* EXERCISE *
Reproduce every line of the listing below verbatim, changing nothing.
--- begin MATERIAL PROVIDED ---
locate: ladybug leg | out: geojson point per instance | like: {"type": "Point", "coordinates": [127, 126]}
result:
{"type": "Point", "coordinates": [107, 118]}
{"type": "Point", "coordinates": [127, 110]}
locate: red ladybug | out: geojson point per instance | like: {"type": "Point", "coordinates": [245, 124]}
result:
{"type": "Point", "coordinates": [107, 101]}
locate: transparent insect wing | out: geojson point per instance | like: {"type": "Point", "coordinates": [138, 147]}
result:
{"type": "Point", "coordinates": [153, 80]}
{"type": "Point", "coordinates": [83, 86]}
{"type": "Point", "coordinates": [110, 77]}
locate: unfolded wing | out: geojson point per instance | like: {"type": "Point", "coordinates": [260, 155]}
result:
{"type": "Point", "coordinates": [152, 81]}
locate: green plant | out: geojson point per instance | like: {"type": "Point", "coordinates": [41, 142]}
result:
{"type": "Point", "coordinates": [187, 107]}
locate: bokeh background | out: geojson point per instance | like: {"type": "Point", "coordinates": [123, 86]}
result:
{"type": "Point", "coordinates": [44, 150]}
--- end MATERIAL PROVIDED ---
* FINAL ANSWER *
locate: ladybug leg | out: geojson point per instance | like: {"type": "Point", "coordinates": [127, 126]}
result:
{"type": "Point", "coordinates": [107, 118]}
{"type": "Point", "coordinates": [127, 110]}
locate: red ladybug | out: geojson point per instance | like: {"type": "Point", "coordinates": [245, 124]}
result:
{"type": "Point", "coordinates": [107, 101]}
locate: transparent insect wing | out: geojson point per instance | like: {"type": "Point", "coordinates": [138, 147]}
result:
{"type": "Point", "coordinates": [153, 80]}
{"type": "Point", "coordinates": [83, 86]}
{"type": "Point", "coordinates": [110, 77]}
locate: unfolded wing | out: geojson point per instance | like: {"type": "Point", "coordinates": [260, 155]}
result:
{"type": "Point", "coordinates": [152, 81]}
locate: green plant | out: geojson point per instance | like: {"type": "Point", "coordinates": [41, 142]}
result:
{"type": "Point", "coordinates": [187, 107]}
locate: bokeh background | out: geojson point per instance | like: {"type": "Point", "coordinates": [123, 86]}
result:
{"type": "Point", "coordinates": [44, 150]}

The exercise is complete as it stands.